▸ **GOAL OF THE EXERCISE**
Every line in the entries that holds "gets" should be identified and copied.

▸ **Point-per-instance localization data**
Start of Block
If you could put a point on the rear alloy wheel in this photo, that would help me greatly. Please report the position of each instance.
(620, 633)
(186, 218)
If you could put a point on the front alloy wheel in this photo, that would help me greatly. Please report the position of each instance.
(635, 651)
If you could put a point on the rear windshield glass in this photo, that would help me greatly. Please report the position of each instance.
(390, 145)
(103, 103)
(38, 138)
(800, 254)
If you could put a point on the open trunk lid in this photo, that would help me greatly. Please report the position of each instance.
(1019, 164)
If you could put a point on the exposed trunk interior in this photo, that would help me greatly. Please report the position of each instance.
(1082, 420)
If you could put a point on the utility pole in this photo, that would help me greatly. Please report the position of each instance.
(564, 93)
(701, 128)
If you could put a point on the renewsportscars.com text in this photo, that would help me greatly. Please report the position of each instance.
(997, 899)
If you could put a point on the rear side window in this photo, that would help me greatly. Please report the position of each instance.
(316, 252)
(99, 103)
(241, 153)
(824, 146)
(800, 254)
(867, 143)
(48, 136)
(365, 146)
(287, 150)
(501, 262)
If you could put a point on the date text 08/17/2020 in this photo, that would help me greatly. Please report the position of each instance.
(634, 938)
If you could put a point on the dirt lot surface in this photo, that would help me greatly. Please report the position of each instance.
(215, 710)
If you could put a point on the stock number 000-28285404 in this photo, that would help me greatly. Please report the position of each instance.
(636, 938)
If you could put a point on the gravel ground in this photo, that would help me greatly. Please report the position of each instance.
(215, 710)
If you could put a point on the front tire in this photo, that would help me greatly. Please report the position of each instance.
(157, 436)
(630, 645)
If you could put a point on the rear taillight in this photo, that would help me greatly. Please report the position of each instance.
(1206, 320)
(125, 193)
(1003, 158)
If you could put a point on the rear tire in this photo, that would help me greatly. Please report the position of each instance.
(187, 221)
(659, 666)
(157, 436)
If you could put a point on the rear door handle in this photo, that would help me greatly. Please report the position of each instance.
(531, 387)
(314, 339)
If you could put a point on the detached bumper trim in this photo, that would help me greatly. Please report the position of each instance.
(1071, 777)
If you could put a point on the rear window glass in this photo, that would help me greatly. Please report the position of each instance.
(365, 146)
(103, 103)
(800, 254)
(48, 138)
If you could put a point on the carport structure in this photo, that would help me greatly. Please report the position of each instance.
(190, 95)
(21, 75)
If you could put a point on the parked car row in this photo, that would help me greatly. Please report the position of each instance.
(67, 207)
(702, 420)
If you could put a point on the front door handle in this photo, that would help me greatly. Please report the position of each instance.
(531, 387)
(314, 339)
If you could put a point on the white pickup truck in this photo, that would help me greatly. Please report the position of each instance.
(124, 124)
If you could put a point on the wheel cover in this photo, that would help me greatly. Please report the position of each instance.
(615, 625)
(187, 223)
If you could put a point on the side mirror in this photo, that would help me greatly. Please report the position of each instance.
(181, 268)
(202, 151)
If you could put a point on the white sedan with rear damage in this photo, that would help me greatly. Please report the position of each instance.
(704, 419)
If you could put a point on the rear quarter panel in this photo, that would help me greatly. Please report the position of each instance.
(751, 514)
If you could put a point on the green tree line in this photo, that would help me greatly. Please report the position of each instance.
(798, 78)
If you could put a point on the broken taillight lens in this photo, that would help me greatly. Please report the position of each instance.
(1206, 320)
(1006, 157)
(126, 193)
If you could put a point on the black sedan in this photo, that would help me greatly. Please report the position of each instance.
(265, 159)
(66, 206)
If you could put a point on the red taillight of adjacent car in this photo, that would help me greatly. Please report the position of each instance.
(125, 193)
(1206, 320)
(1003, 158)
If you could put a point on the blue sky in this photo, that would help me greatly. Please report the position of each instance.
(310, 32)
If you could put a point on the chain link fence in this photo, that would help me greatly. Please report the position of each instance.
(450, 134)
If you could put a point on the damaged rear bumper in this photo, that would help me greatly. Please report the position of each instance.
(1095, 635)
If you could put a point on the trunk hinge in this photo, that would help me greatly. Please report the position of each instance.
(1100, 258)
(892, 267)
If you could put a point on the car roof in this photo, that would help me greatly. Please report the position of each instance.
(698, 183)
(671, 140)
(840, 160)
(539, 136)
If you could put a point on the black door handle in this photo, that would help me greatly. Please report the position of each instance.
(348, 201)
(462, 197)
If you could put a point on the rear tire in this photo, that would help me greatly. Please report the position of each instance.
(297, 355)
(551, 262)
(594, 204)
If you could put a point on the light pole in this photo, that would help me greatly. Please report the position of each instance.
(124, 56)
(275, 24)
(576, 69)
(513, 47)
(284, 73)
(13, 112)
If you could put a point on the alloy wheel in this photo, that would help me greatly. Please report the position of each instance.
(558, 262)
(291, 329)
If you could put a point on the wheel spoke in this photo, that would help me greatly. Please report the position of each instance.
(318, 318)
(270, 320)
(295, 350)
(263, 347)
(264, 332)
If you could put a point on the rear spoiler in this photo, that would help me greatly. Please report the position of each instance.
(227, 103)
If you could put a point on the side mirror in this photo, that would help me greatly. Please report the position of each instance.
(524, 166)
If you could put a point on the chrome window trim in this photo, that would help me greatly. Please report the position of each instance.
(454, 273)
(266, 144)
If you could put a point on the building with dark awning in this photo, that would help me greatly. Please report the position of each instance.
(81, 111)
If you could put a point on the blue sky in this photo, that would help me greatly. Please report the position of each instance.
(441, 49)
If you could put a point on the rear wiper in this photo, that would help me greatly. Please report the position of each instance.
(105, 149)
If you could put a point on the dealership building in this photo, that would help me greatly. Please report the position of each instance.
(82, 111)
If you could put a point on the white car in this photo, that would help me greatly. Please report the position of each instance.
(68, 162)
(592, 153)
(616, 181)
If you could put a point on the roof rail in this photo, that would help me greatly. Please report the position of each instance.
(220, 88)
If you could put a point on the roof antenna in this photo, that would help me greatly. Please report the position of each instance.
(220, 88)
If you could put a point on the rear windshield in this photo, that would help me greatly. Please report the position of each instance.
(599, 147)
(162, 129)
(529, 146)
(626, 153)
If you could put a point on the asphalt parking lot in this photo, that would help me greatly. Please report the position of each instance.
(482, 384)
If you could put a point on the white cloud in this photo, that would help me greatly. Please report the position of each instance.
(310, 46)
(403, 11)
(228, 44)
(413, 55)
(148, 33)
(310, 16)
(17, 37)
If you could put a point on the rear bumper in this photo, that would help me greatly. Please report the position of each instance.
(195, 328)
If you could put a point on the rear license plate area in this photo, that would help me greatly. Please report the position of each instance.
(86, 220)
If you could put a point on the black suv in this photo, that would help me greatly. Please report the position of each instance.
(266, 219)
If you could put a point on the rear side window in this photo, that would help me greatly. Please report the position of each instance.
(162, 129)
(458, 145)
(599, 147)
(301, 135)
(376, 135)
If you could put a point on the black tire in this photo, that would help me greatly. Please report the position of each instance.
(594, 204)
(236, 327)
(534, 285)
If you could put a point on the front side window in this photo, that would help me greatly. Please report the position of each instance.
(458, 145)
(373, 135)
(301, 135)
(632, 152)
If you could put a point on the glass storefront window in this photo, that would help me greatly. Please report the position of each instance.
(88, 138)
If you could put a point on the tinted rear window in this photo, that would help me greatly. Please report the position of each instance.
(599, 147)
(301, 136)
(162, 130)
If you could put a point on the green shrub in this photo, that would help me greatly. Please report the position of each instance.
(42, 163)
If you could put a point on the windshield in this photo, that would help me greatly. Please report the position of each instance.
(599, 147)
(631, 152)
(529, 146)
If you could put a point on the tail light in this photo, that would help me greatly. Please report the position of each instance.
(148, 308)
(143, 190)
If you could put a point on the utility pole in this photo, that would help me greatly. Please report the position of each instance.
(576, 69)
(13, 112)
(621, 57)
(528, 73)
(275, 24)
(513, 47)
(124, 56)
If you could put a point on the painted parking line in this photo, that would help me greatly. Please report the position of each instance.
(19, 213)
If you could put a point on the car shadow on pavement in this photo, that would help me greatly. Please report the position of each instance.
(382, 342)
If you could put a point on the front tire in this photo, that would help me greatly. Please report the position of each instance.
End of Block
Start of Block
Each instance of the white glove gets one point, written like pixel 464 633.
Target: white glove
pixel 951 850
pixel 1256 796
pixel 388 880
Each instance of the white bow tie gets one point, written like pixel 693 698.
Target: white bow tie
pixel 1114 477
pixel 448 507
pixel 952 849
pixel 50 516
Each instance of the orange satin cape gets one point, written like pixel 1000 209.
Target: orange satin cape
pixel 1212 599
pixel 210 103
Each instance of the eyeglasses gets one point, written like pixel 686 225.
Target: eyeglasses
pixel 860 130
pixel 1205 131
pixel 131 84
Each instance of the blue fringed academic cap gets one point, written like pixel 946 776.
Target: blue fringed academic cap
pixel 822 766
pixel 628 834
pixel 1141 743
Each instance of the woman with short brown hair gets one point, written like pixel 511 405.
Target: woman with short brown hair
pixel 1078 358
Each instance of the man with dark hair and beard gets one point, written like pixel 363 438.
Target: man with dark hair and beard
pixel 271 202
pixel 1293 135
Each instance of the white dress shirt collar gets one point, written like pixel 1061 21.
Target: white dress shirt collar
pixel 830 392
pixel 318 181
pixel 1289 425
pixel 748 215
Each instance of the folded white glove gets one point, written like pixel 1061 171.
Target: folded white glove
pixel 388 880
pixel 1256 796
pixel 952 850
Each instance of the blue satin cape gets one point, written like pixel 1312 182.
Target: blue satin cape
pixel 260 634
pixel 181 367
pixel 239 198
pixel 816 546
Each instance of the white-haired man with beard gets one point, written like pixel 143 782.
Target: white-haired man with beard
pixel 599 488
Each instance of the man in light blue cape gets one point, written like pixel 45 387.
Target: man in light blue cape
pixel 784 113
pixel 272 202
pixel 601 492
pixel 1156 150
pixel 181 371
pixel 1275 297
End of Block
▸ **EXERCISE RESPONSE**
Each instance of the white glove gets one point, written like pixel 464 633.
Each instance of the white bow tie gets one point, written like pixel 693 698.
Each instance of the orange satin cape gets one point, written like pixel 1000 209.
Each instance of the eyeglasses gets one point, written like pixel 686 225.
Each instance of the blue fringed academic cap gets one point, written like pixel 946 776.
Each instance of the woman with short brown hair gets one point, written like pixel 511 405.
Each instance of the man with dark hair and beard gets one point, written like pixel 363 438.
Each instance of the white dress shirt collar gets one point, written like pixel 1061 21.
Each instance of the folded white glove gets one point, written like pixel 1061 171.
Each instance of the blue satin cape gets one point, written like pixel 1312 182.
Each instance of the white-haired man with beard gets one point, written like pixel 143 782.
Each instance of the man in light blue cape gets one point, written like pixel 45 387.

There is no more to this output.